TEXTAUSZUG
☆ ☆ ☆ ☆ ☆
Antisemitismus ist mehr als Fremdenfeindlichkeit, auch mehr als ein soziales oder religiöses Vorurteil. Er ist eine antimoderne Weltanschauung, die in der Existenz der Juden die Ursache aller Probleme sieht.

(Dossier „Antisemitismus“ der Bundeszentrale für politische Bildung)

Es handelt sich um ein einzigartiges Phänomen, das keine Parallelen hat.

Aktueller Fall in Halle. Verfolgungen der jüdischen Gemeinde in Halle (Zusammenfassung auf http://www.jüdische-gemeinden.de):

  • Ende des 12. Jh.: frühester Nachweis jüdischer Ansiedlung
  • Zu Beginn des 13. Jh. soll die jüdische Siedlung, das „Judendorf“ von Christen in Brand gesteckt und seine Bewohner vertrieben worden sein.
  • Die Pestjahre von 1348/1349 forderten unter den Juden in Halle zahlreiche Opfer. Der Rest wurde vertrieben.
☆ ☆ ☆ ☆ ☆
ARBEITSANWEISUNGEN
• 1. Gib aus dem Textauszug über Antisemitismus den Abschnitt wortgetreu wieder, der bei den Worten „Aktueller Fall in“ einsetzt und nach „Rest wurde vertrieben.“ endet.
• 2. Liste sämtliche Zeitangaben auf, die der Textauszug über Antisemitismus in der Aufzählung zur jüdischen Gemeinde in Halle nennt.
• 3. Bitte schreib den Textauszug über Antisemitismus und die jüdische Gemeinde in Halle ab seinem letzten Satz weiter.

EINTRÄGE
☆ ☆ ☆ ☆ ☆
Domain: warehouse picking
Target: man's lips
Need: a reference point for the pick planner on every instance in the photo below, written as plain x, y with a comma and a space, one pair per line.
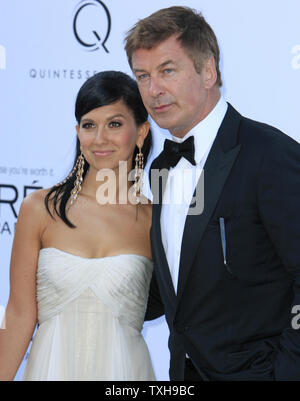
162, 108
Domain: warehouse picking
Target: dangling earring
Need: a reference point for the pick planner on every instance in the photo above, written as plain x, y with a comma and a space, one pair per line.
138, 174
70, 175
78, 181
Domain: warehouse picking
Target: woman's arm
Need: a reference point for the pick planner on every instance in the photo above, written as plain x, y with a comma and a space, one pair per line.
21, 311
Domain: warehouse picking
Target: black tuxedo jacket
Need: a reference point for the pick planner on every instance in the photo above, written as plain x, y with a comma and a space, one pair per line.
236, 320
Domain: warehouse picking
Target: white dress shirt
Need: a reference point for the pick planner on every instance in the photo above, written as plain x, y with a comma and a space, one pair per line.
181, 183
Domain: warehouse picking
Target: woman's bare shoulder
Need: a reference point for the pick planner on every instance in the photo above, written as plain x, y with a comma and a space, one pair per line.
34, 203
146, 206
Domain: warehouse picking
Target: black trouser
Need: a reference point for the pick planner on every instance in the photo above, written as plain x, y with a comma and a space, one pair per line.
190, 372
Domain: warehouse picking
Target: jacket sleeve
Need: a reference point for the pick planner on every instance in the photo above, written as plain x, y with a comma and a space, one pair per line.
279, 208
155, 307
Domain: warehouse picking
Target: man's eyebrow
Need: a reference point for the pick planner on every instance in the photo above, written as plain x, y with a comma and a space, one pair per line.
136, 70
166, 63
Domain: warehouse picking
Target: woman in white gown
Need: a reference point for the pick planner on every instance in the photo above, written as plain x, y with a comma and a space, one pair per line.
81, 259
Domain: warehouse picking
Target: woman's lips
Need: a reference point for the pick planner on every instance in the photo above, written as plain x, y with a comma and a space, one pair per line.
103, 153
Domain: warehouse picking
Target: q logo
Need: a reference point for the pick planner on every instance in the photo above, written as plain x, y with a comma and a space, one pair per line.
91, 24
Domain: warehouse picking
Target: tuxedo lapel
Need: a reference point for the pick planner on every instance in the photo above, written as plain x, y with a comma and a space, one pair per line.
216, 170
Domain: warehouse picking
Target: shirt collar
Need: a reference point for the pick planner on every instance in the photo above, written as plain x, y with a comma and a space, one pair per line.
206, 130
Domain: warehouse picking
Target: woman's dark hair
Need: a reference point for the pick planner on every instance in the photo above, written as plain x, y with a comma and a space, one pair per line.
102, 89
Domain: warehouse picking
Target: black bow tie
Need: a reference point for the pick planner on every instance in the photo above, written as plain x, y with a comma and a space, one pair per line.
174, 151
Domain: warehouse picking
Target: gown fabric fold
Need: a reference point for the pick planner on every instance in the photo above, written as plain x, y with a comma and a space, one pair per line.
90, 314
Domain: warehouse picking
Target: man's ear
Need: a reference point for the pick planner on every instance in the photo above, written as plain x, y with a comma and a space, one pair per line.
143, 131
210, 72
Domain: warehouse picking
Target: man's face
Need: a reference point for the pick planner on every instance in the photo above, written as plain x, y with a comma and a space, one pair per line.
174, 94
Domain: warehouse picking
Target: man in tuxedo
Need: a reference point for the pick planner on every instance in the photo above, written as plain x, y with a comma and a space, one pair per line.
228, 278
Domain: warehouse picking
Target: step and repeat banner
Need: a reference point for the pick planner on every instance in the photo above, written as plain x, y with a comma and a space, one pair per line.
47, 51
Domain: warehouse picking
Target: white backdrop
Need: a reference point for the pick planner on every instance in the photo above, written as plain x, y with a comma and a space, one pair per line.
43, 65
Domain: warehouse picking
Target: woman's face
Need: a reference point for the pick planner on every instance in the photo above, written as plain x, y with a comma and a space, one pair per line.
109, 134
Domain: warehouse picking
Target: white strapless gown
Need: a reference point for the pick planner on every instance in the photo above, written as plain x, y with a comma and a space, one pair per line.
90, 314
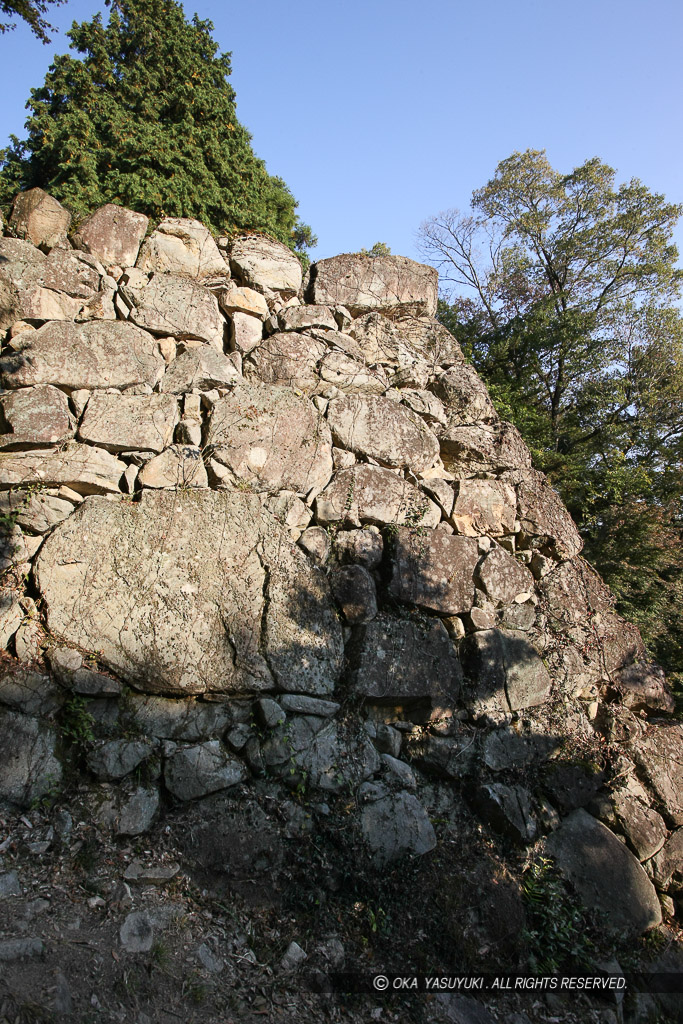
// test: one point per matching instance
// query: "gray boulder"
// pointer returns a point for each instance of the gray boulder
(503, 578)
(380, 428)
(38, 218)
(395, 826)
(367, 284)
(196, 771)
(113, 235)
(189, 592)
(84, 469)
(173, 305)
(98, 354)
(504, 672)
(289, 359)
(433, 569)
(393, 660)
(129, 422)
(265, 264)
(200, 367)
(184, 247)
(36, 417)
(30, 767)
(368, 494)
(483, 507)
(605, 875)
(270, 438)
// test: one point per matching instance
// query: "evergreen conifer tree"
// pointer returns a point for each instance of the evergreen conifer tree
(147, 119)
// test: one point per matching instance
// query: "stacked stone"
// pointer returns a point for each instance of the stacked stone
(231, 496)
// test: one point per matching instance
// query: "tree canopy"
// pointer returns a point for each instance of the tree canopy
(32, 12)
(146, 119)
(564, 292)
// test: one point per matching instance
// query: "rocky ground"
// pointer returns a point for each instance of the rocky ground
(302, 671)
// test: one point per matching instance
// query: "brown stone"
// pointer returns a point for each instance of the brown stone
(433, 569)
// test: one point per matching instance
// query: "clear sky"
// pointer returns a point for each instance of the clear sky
☆ ☆ ☆ ☆ ☆
ANTWORTEN JE AUFGABE
• 1.
Aktueller Fall in Halle. Verfolgungen der jüdischen Gemeinde in Halle (Zusammenfassung auf http://www.jüdische-gemeinden.de):

  • Ende des 12. Jh.: frühester Nachweis jüdischer Ansiedlung
  • Zu Beginn des 13. Jh. soll die jüdische Siedlung, das „Judendorf“ von Christen in Brand gesteckt und seine Bewohner vertrieben worden sein.
  • Die Pestjahre von 1348/1349 forderten unter den Juden in Halle zahlreiche Opfer. Der Rest wurde vertrieben.

• 2.
- Ende des 12. Jh.
- Zu Beginn des 13. Jh.
- die Pestjahre von 1348/1349

• 3.
  • Gegen Ende des 14. Jh. gerieten die Juden unter den Verdacht der Brunnenvergiftung; dies hatte zur Folge, dass der Pöbel die Judenhäuser stürmte, diese zerstörte und viele Bewohner umbrachte.
  • 1452: Als der Hallesche Stadtrat auf Betreiben des Theologen Nikolaus von Kues die Juden zwang, ihre Geldgeschäfte aufzugeben und besondere Abzeichen zu tragen, waren sie ihrer Lebensgrundlage beraubt und kehrten der Stadt den Rücken.
  • 1493 wurden erneut alle Juden aus Halle gewaltsam vertrieben. Danach fast 200 Jahre kein jüdisches Leben in Halle.
  • 1688: Beginn der Neuansiedlung.
  • Die Hallesche Synagoge – am Großen Berlin unweit des alten Marktes gelegen – wurde 1724 „bei einem Tumulte vom Volk gestürmt“ und dabei fast völlig zerstört.
  • In der Pogromnacht 1938 wurde die Synagoge in Brand gesetzt, ihre Inneneinrichtung völlig vernichtet und das Gemeindehaus geschändet.
  • Bis 1941 sind vermutlich zwei Drittel der in Halle ansässigen Juden gezwungenermaßen emigriert.
  • In mehreren Transporten wurden die Zurückgebliebenen bis Dezember 1942 in Konzentrations- und Vernichtungslager deportiert.

Eine derartige Geschichte weisen die meisten Orte jüdischen Lebens auf.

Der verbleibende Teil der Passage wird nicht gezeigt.